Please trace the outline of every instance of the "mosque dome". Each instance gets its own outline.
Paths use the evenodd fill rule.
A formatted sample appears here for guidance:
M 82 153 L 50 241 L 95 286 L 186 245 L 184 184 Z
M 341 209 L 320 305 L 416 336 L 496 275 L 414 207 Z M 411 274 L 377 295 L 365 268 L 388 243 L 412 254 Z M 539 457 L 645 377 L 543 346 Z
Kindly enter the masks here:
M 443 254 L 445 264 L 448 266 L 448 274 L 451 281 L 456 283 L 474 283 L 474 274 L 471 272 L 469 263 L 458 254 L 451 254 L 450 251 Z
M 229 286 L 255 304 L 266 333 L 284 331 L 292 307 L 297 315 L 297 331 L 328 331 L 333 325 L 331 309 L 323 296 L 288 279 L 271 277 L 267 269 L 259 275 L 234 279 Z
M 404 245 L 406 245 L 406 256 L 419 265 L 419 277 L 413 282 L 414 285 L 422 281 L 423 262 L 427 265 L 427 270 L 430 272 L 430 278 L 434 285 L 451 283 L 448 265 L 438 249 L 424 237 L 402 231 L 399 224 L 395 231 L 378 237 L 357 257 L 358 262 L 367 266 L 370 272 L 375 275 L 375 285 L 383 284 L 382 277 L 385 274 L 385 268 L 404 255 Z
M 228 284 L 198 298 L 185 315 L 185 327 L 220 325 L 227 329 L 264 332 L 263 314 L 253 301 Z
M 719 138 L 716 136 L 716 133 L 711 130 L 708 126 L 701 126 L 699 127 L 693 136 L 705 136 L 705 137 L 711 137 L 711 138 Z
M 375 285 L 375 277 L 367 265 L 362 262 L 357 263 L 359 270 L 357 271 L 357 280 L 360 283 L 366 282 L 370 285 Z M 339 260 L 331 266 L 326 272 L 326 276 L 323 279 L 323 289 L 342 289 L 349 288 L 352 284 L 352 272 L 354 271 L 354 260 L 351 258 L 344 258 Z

▶ TASK ITEM
Print each line, starting with the one that contains "M 341 209 L" and ending with the last line of the data, exactly as it stands and with no other lines.

▶ SOLUTION FOR THIS TASK
M 341 209 L 320 305 L 416 336 L 496 275 L 414 207 Z M 411 274 L 377 295 L 365 268 L 388 243 L 412 254 Z M 539 457 L 645 377 L 543 346 Z
Kindly enter the masks here:
M 443 254 L 445 264 L 448 266 L 448 274 L 451 281 L 456 283 L 474 283 L 474 274 L 471 272 L 469 263 L 458 254 L 451 254 L 450 251 Z
M 229 286 L 255 304 L 266 333 L 284 331 L 292 307 L 297 315 L 297 331 L 328 331 L 333 325 L 331 309 L 323 296 L 288 279 L 271 277 L 267 269 L 259 275 L 234 279 Z
M 404 245 L 406 245 L 406 256 L 419 265 L 419 277 L 413 282 L 414 285 L 422 281 L 423 262 L 427 265 L 427 270 L 430 272 L 430 278 L 434 285 L 451 283 L 448 265 L 438 249 L 424 237 L 402 231 L 399 224 L 395 231 L 378 237 L 357 257 L 358 262 L 367 266 L 370 272 L 375 275 L 375 285 L 383 284 L 382 277 L 385 274 L 385 268 L 404 255 Z
M 228 284 L 198 298 L 185 315 L 185 327 L 220 325 L 227 329 L 264 332 L 263 314 L 253 301 Z
M 719 138 L 716 136 L 716 133 L 711 130 L 708 126 L 701 126 L 699 127 L 693 136 L 705 136 L 705 137 L 711 137 L 711 138 Z
M 375 285 L 375 277 L 367 265 L 362 262 L 357 263 L 359 270 L 357 271 L 357 280 L 360 283 L 366 282 L 370 285 Z M 339 260 L 331 266 L 326 272 L 326 276 L 323 279 L 323 289 L 342 289 L 349 288 L 352 284 L 352 272 L 354 271 L 354 260 L 351 258 L 344 258 Z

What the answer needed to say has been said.